Text for analysis -
━━━━━━━━

Can vaccine whoop allergies?

Whooping cough vaccine could help in the fight against food allergies according to latest research by the Wesfarmers Centre of Vaccines and Infectious Diseases (WCVID).

The research, published in The Journal of Allergy and Clinical Immunology, indicates a dose of the whooping cough vaccine might reduce cases of childhood food allergy.

In practice, researchers have found that using two different types of the whooping cough vaccine could have the added benefit of boosting protection against life-threatening allergies to foods like eggs, milk, soy, peanuts, tree nuts, wheat, fish and shellfish.

Professor Tom Snelling, paediatrician and vaccine researcher at WCVID, said that in Australia we use an ‘acellular’ whooping cough vaccine and all babies need to receive a dose from six weeks old, and again at four and six months.

“Many countries around the world use an older ‘whole-cell’ whooping cough vaccine, however this was replaced by the updated acellular vaccine across Australia in the late 1990s,” Professor Snelling said.

“Since use of the whole-cell vaccine was phased out, researchers noticed an increase in both the number of cases of food allergies and their severity.”

Researchers reviewed the cases of 500 children diagnosed with food allergy by specialist allergists over the past 20 years, discovering that children who had received one or more doses of whole-cell vaccine in the late 1990s were 23 per cent less likely to be diagnosed with a food allergy than those who didn’t.

Professor Snelling emphasises that both the acellular vaccine and the older whole-cell vaccines are proven to be safe and effective in providing vital protection against whooping cough, but points out that allergic and other serious reactions caused by vaccines are known to be extremely rare, so the results support the theory that some vaccines might actually reduce the risk of serious allergies.

“There are currently 250,000 young Australians living with severe food allergy, and up to three in every 10 babies born each year will develop either a food-related allergy or eczema,” he said.

━━━━━━━━

Tasks to complete -
(1) In the whooping cough vaccine article, retype the passage beginning at the words "Professor Tom Snelling, paediatrician" and stopping after "those who didn’t.".
(2) According to the whooping cough vaccine article, how much less likely were children given one or more doses of whole-cell vaccine to be diagnosed with a food allergy?

Natural language region descriptions -

━━━━━━━━

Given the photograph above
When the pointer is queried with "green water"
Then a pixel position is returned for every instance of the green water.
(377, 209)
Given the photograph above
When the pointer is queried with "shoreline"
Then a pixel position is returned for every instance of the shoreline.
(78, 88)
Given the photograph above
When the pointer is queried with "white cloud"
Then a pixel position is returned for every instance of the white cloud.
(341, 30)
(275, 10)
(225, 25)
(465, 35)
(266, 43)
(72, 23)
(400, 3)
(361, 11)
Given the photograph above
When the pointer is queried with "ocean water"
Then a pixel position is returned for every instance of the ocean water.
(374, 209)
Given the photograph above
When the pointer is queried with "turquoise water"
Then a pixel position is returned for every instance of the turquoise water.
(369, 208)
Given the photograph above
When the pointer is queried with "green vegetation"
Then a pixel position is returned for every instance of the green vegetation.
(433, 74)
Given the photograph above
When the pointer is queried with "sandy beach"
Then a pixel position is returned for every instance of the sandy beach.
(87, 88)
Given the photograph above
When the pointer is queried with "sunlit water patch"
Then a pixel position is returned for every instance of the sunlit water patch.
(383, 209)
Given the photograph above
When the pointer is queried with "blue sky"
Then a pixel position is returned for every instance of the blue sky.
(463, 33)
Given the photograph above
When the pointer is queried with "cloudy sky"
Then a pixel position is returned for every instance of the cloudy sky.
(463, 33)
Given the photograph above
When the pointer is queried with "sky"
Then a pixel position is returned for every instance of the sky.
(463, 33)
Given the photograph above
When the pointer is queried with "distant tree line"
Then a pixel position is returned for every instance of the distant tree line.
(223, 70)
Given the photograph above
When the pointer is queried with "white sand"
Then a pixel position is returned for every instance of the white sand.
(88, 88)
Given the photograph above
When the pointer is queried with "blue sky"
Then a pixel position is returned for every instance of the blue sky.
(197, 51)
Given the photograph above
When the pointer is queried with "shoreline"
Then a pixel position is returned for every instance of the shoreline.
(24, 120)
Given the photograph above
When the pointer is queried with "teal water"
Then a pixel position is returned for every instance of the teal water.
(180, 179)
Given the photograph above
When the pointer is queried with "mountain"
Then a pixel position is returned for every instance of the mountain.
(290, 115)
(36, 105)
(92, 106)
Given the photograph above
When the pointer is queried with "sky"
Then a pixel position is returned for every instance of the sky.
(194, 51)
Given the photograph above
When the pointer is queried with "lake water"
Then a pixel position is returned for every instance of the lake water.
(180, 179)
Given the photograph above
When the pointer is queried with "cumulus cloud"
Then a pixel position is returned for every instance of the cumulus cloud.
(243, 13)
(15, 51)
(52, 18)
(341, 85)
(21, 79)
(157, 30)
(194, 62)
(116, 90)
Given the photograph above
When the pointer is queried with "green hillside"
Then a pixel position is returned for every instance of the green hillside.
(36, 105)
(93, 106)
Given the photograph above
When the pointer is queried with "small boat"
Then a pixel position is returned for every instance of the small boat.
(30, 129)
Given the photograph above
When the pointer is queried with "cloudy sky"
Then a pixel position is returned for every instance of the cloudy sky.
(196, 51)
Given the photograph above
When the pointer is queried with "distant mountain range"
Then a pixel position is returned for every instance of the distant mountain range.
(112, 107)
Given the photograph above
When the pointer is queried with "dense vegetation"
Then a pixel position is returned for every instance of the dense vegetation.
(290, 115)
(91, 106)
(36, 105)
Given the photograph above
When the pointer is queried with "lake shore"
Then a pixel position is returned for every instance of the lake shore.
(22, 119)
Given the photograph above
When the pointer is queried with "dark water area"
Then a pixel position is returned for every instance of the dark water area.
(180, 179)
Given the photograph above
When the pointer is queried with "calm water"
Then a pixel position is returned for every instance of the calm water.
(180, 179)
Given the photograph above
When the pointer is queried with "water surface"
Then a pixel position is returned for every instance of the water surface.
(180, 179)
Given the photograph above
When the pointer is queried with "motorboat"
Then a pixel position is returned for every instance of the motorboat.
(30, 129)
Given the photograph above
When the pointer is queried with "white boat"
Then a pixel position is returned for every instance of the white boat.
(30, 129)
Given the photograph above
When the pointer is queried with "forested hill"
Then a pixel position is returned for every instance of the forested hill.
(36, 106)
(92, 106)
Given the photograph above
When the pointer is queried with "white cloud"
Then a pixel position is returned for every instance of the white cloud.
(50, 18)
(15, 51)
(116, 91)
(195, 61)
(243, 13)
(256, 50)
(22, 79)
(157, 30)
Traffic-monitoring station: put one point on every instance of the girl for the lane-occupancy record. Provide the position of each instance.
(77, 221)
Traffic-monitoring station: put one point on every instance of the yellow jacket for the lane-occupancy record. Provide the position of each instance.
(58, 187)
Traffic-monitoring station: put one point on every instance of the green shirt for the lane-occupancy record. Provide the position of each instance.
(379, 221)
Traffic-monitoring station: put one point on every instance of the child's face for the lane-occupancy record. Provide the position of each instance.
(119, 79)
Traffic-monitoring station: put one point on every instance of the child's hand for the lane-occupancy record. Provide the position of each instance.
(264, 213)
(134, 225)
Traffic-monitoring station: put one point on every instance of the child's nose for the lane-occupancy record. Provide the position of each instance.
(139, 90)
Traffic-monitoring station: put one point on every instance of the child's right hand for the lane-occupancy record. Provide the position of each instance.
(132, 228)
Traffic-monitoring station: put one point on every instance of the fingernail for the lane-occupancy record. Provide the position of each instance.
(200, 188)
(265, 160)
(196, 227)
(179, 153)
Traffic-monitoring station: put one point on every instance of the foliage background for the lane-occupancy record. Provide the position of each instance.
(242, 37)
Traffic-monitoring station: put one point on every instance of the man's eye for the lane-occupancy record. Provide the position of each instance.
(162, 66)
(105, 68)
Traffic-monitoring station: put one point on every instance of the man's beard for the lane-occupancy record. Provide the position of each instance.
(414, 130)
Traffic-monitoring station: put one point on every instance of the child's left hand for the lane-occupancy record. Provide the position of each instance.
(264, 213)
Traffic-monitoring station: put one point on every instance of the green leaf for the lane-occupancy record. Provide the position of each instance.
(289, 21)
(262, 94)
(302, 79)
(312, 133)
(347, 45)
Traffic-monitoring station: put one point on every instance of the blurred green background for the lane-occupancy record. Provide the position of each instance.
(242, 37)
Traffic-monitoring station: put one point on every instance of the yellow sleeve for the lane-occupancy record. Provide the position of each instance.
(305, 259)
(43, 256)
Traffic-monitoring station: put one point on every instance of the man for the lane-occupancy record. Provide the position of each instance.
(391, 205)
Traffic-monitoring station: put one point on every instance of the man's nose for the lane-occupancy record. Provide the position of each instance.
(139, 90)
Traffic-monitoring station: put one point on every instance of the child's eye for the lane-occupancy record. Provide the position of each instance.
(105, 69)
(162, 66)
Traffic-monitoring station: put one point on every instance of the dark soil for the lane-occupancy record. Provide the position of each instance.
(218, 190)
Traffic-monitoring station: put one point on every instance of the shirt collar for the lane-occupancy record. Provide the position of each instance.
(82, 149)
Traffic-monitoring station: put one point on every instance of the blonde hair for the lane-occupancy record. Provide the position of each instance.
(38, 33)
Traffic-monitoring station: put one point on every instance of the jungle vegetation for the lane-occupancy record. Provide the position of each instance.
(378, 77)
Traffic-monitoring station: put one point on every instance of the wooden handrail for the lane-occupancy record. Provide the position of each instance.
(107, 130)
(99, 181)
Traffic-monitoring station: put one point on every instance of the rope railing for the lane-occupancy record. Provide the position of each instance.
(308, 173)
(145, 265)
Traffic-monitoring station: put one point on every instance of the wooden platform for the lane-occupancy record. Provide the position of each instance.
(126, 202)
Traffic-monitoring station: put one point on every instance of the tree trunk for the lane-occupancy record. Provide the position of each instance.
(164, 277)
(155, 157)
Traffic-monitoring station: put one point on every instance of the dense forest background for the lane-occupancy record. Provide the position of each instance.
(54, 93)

━━━━━━━━

Set of answers -
(1)
Professor Tom Snelling, paediatrician and vaccine researcher at WCVID, said that in Australia we use an ‘acellular’ whooping cough vaccine and all babies need to receive a dose from six weeks old, and again at four and six months.

“Many countries around the world use an older ‘whole-cell’ whooping cough vaccine, however this was replaced by the updated acellular vaccine across Australia in the late 1990s,” Professor Snelling said.

“Since use of the whole-cell vaccine was phased out, researchers noticed an increase in both the number of cases of food allergies and their severity.”

Researchers reviewed the cases of 500 children diagnosed with food allergy by specialist allergists over the past 20 years, discovering that children who had received one or more doses of whole-cell vaccine in the late 1990s were 23 per cent less likely to be diagnosed with a food allergy than those who didn’t.

(2) 23 per cent less likely